▶ **Source data**:
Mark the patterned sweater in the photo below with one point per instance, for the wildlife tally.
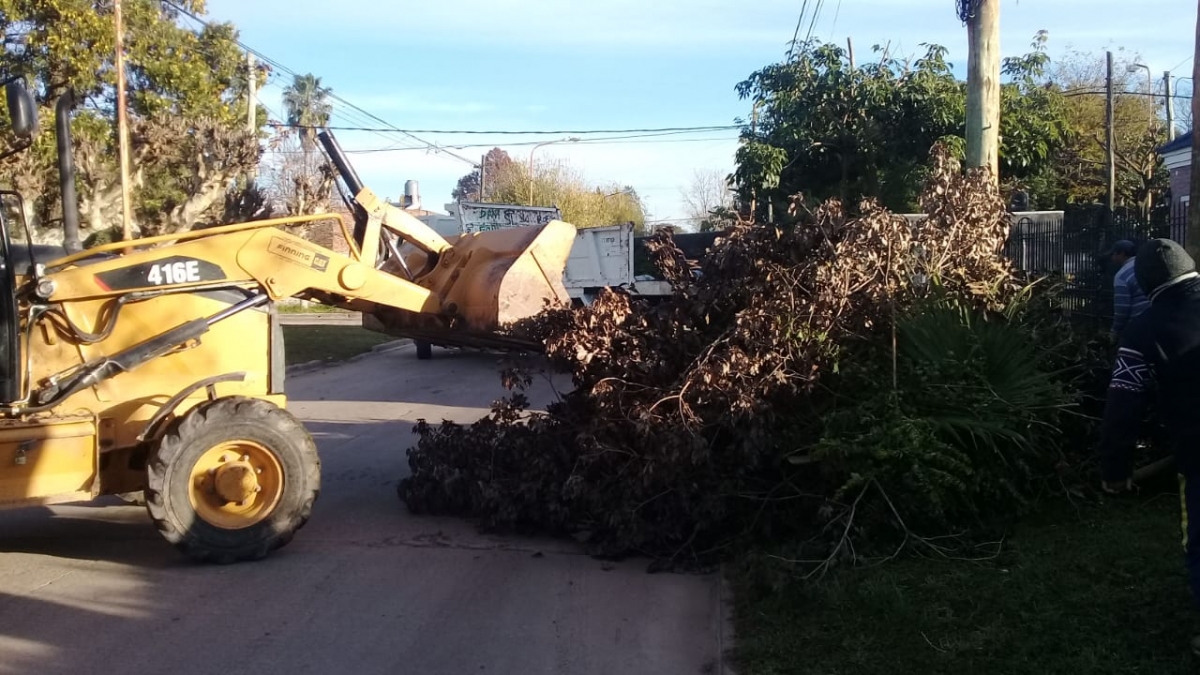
(1128, 300)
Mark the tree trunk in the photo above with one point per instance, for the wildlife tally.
(1193, 234)
(983, 88)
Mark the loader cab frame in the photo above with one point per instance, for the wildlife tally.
(23, 124)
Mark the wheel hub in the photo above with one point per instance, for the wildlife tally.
(237, 484)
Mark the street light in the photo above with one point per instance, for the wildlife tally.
(571, 139)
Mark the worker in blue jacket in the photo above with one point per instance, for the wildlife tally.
(1159, 352)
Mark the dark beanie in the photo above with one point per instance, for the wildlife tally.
(1161, 261)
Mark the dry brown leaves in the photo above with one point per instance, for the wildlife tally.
(676, 401)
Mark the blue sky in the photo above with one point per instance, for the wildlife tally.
(619, 64)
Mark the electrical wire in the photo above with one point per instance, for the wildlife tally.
(280, 66)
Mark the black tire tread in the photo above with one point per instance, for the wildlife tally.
(199, 422)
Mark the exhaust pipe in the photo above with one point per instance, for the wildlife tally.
(352, 181)
(66, 174)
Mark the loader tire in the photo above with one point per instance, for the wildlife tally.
(223, 451)
(136, 499)
(424, 350)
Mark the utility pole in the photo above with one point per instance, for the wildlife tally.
(252, 107)
(252, 95)
(1192, 243)
(754, 189)
(1170, 106)
(123, 126)
(483, 177)
(1109, 142)
(983, 85)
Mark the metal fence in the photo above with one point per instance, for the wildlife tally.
(1073, 248)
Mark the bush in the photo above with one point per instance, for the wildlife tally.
(970, 431)
(753, 401)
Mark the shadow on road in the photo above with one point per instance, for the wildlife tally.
(365, 587)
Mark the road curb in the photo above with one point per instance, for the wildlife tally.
(725, 644)
(309, 366)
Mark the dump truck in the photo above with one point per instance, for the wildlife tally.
(156, 365)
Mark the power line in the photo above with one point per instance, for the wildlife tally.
(528, 143)
(581, 132)
(634, 133)
(280, 66)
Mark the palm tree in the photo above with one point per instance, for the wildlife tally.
(307, 106)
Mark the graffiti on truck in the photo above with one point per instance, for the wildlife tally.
(483, 217)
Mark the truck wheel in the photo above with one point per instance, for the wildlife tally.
(234, 479)
(424, 350)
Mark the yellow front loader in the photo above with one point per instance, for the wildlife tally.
(156, 365)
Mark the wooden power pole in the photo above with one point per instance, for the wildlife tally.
(1110, 150)
(1193, 234)
(983, 84)
(123, 132)
(1170, 106)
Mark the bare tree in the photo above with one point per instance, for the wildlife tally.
(708, 199)
(297, 181)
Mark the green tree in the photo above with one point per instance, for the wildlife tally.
(469, 186)
(825, 127)
(186, 91)
(307, 106)
(828, 129)
(557, 184)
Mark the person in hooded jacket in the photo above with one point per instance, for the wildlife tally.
(1159, 353)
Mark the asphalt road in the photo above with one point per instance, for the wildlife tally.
(364, 589)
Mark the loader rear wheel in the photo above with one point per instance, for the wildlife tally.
(233, 481)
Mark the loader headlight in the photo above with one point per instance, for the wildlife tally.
(46, 287)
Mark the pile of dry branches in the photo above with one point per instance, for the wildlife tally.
(672, 435)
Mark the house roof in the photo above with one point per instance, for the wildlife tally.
(1182, 142)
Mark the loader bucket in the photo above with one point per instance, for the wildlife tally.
(485, 281)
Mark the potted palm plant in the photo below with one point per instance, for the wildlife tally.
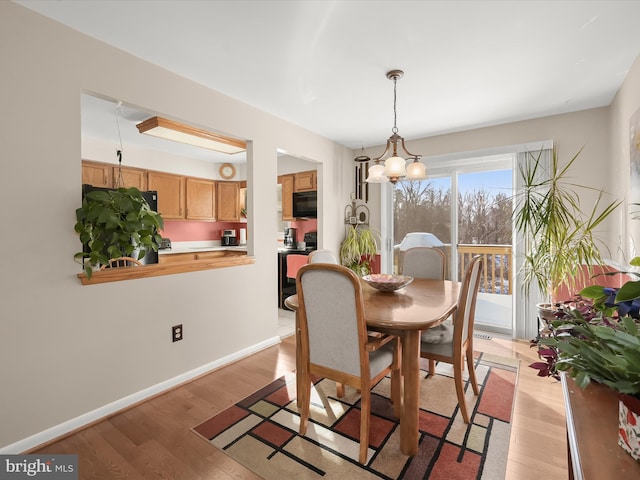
(115, 223)
(358, 250)
(561, 236)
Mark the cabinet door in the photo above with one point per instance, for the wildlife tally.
(201, 199)
(131, 177)
(96, 174)
(287, 182)
(305, 181)
(170, 190)
(228, 196)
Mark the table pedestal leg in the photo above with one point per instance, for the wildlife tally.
(410, 405)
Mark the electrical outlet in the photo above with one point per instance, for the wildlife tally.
(176, 333)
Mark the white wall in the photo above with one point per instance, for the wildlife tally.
(624, 105)
(67, 349)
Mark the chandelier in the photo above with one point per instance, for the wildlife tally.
(395, 167)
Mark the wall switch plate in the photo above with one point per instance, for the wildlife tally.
(176, 333)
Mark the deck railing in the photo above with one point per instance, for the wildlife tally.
(497, 271)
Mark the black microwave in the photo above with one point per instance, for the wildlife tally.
(305, 204)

▶ **Written exercise**: Please render the entries from the line containing "Mark the wall" through the last line of the entries, both included, as a JSON list of strings with one string per line and blank lines omitted.

▶ **Task output**:
[
  "Mark the wall switch plate in the photo above with one point per instance, for the wildlife tally.",
  "(176, 333)",
  "Mark the deck railing in the photo above with one point per instance, for the wildlife tally.",
  "(497, 271)",
  "Mark the black microwave in the photo above with one point per instance, for the wildlife tally.",
  "(305, 204)"
]